* _To be done_: Print the stretch of the records from the first line through the line containing "<instances>", reproducing each line word for word.

* _Extracted information_:
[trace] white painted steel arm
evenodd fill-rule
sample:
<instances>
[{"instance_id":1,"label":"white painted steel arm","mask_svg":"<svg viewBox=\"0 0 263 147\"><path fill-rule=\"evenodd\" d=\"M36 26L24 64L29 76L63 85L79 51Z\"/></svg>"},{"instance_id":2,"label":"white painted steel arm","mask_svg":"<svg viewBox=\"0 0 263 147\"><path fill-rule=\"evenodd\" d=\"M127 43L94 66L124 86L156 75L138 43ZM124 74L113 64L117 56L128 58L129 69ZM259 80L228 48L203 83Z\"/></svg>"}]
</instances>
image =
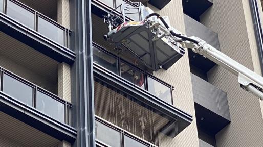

* _The reply_:
[trace] white painted steel arm
evenodd fill-rule
sample:
<instances>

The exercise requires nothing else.